(Do this)
Skip the pictures. Repeat everything else in the records word for word.
::::::::::
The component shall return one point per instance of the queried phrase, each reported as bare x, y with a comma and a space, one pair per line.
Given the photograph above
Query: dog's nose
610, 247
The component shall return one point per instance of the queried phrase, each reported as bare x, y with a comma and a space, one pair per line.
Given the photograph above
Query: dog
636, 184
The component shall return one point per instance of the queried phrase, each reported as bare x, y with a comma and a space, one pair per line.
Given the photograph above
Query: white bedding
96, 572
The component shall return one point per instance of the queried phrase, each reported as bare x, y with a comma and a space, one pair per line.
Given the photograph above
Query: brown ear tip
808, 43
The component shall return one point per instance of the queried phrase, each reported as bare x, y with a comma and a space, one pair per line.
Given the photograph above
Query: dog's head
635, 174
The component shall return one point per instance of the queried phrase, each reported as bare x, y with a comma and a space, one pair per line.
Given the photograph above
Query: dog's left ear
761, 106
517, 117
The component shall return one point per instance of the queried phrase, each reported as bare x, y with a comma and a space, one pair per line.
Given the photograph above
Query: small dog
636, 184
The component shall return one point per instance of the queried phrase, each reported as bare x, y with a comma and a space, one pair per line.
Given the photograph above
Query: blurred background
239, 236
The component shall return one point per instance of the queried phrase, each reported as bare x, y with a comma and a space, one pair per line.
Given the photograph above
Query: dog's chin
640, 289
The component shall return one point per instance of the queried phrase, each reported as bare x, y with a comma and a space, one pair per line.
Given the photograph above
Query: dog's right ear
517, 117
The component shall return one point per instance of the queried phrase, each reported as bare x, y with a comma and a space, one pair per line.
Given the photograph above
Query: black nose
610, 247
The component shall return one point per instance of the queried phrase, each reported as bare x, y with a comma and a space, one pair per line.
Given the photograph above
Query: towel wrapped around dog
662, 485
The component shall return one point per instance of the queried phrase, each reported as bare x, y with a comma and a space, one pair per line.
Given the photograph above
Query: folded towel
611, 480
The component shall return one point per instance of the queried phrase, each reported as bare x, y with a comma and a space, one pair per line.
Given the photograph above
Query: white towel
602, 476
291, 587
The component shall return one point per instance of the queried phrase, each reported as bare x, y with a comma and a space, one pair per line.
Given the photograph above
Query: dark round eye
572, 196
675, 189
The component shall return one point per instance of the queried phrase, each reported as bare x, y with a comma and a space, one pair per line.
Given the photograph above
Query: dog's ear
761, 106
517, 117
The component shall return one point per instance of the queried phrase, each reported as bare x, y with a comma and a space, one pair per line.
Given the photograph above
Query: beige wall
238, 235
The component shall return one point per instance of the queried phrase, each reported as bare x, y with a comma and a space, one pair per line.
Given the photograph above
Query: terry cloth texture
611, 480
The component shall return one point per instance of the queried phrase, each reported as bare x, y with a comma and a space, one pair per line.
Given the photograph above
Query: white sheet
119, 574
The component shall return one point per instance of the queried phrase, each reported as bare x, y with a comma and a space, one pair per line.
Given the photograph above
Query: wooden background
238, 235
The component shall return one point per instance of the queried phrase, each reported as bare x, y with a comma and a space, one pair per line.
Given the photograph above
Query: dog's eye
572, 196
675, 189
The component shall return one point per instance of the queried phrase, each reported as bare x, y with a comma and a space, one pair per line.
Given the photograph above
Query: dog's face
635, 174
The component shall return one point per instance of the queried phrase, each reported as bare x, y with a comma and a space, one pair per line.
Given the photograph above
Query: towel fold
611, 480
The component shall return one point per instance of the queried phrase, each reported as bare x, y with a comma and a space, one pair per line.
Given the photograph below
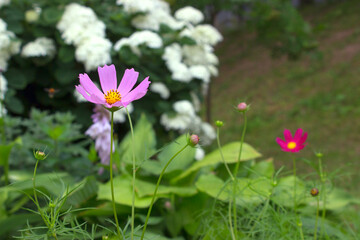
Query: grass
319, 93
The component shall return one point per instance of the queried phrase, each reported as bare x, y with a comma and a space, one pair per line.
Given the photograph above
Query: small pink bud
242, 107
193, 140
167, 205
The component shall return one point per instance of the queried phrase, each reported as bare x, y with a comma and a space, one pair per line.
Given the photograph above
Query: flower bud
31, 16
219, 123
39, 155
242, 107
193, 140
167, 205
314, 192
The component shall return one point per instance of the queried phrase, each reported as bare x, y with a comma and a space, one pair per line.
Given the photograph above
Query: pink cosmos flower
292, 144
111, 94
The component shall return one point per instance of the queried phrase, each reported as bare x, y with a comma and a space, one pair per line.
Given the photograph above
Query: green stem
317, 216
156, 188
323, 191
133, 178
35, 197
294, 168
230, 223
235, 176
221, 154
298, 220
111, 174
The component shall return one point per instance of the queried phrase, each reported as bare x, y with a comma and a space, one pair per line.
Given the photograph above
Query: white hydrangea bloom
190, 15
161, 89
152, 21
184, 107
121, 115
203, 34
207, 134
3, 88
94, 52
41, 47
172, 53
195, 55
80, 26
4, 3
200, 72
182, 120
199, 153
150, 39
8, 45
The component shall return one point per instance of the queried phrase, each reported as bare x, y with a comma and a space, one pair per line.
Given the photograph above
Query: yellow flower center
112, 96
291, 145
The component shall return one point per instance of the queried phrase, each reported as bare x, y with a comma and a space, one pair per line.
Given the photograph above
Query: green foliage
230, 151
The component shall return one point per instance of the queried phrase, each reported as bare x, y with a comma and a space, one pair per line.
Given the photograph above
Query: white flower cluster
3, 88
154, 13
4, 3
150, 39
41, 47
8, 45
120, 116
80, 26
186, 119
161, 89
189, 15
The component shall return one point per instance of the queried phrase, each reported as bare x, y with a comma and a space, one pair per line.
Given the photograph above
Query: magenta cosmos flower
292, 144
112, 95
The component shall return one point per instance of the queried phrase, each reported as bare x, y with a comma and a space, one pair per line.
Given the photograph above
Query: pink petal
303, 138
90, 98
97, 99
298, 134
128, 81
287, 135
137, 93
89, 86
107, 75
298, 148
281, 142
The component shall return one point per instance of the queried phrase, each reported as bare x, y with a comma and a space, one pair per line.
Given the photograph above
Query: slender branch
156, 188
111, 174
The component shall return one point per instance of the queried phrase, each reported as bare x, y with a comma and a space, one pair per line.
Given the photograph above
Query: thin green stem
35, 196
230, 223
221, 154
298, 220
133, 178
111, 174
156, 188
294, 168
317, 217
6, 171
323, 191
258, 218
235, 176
::::::::::
(Solution to the exercise)
The component shall return one point per instance of the queried phrase, each reported as bare x, y with a comma and a space, one pair per line.
Given the photograph above
Query: dog's nose
610, 247
The component shall return one point per instance of the queried phrase, each reported as bare x, y with a comma and a space, one pair per line.
Given the photograph above
Query: dog
636, 184
The component shall return one point per instance of the queried phrase, each reported as bare x, y with a comma and a space, one pair per line.
Given the photograph above
Query: white bedding
96, 572
The component shall return one point per instance of the queried phrase, each reported as bare x, y with a comma and a space, one pair per line.
Given the photograph above
Query: brown ear tip
808, 43
The component shall return one point per instance of the queried phrase, each reported as bare x, y with a comma and a space, one pair per line.
Given the photograph above
Query: dog's head
635, 174
The component shall return one point per instance of the queried phrase, each reported as bare x, y with a comma and a space, one pair per line.
Given the photograph above
Query: dog's left ear
761, 106
517, 117
The component shall return one point per instance of the queried phrase, each reported as bare x, y with a comma and a space, one pair per line.
Given the photograph above
Query: small dog
636, 184
The component shall return one point per instance of the queried phrase, each reported as bare x, y with a comma and a space, one pair per line.
Given the photograph above
Query: blurred background
239, 236
The component shall return one point per instance of the queried phrase, each reported as bare x, y with a comma and a space, one pair per line.
Given the photograph above
Query: dog's chin
640, 289
The component shall return one point per instance of the queried phrase, each reported as bare x, y with a comma and a space, one pair per line.
Given the photograph above
Query: dog's right ear
517, 117
The component shall return one point per instance of the queried phrase, each reported as bare x, y with a comma and a space, one pair per line.
Given the photograph above
Query: black nose
610, 247
The component shall return one point per instance of the queried phrase, each reported as bare x, y with a comma and a space, one pair per line.
Given the photograph above
Query: towel wrapped around dog
662, 485
The component shall return one point per instance of the queried phrase, each reported as bare x, y with a comma and a space, one pair per line.
Given the photograph above
Query: folded towel
611, 480
The component shall return one point per instance of the queried phrase, each reported as bare x, y with a comma and a space, one pair per line.
Given the photograph above
Query: white towel
602, 476
291, 587
The component shall return one point per instance of the queried phrase, each reported as bare x, y with a comma and a space, one pair per line.
Given the photograph above
Query: dark round eye
572, 196
675, 189
The component shall return one point per instance of the queried phrase, each reported as bare x, y with a comma and a space, one pair per line.
Given the photograph above
Query: dog's ear
761, 106
517, 117
The component shall return one point per instance of the queried phrase, each reported as bare x, y with a comma and a space, one pair per line.
Given the photograph above
Query: beige wall
238, 235
The component shall return one point per instance of the queried phrase, each reported as bare x, y with a comma and a space, one pair per line.
Given the photograph above
Query: terry cloth texture
611, 480
The component shall return one point per instance of the queried phrase, each reported as bare x, y with a comma and a space, one pair per line.
Given the photograph above
Query: white sheet
119, 574
The component shall return one point per instance of the queried phrase, each reported as bare x, y with a comma and a space, one pair per line.
Given the photograph above
Query: wooden background
238, 235
The component shall return one point per instance of the queried phrase, each reported as bare x, y with a comma and a space, one pair per line.
Given the photograph above
Query: dog's eye
572, 196
675, 189
The component shall return one point per instance of the queried phrase, each reported as bare x, y with a comma and a space, one pair per line.
Given the photograph above
Query: dog's face
635, 174
The component shall return one point per instance of the queried phrase, each reported as bare x, y with a comma and a space, one pair per line.
Given the photograph above
Query: towel fold
611, 480
The component shall return one point per instance of the queried phrase, each reported as bare x, y with a comma and a space, one pair per line.
Given the photograph below
Query: grass
319, 93
The component shall return one point per instance of the queried phrase, each reported as bare x, y with a comma and a space, one pair per line.
Given the photograph above
Query: small pink bud
242, 107
193, 140
167, 205
The component shall return one point per instance of the queried phrase, each reported as bare x, y with a comma and a space, one pair per line.
Given the photograph above
Query: flower bud
31, 16
219, 123
39, 155
242, 107
193, 140
167, 205
314, 192
The component shall return one point per instance of the queried phrase, each reported as bare x, y with a comma and a space, one pair per line.
Given the photograph above
Query: pink cosmos flower
292, 144
111, 94
The component shall return one point per instance of the queried phrase, each reported as bare x, y with a comma and a space, one pair per line.
Given the photograph above
Query: green stem
317, 216
156, 188
323, 191
133, 178
35, 197
294, 168
230, 223
235, 176
221, 154
298, 220
111, 174
The component shall return one point per instance of the queried phrase, each reported as bare x, y with a comma and a space, one pair per line.
Given the photograph above
Query: white hydrangea bloom
190, 15
161, 89
152, 21
184, 107
121, 115
203, 34
207, 134
3, 88
94, 52
41, 47
172, 53
195, 55
80, 26
4, 3
200, 72
182, 120
199, 153
150, 39
8, 45
The component shall return one point per instance of the queried phrase, each reported as bare x, y with a comma and a space, one pair per line.
Given the photograph above
Query: yellow flower center
112, 96
291, 145
The component shall return one point per instance of the queried phrase, each reported as bare x, y with a comma and a space, one pair per line.
Given the photograph above
Query: green foliage
230, 151
The component shall return one point per instance of the queried phrase, each reported as bare x, y with a comma and a space, one pair per line.
Given the photograph above
Query: white flower cluster
3, 88
154, 13
4, 3
150, 39
41, 47
8, 45
120, 116
80, 26
186, 119
161, 89
189, 15
The component shall return one point per instance of the queried phrase, each reported as bare x, y with a comma and a space, one pair per line.
Given the photograph above
Query: magenta cosmos flower
292, 144
112, 95
The component shall return one point per instance of the queried phrase, each reported as bare x, y with a comma and a space, one pair per line.
Given the photograph above
Query: pink petal
303, 138
90, 98
97, 99
298, 134
128, 81
287, 135
137, 93
89, 86
107, 75
298, 148
281, 142
The component shall return one point per instance of the queried phrase, each reported as bare x, y with a comma and a space, one pair per line.
Given the photograph above
Query: slender branch
156, 188
111, 174
The component shall return one point per instance of the queried phrase, each reported as bare x, y with a comma and a space, one pair per line.
Given the photograph above
Query: thin green stem
35, 196
230, 223
221, 154
298, 220
133, 178
111, 174
156, 188
294, 168
317, 217
6, 171
323, 191
258, 218
235, 176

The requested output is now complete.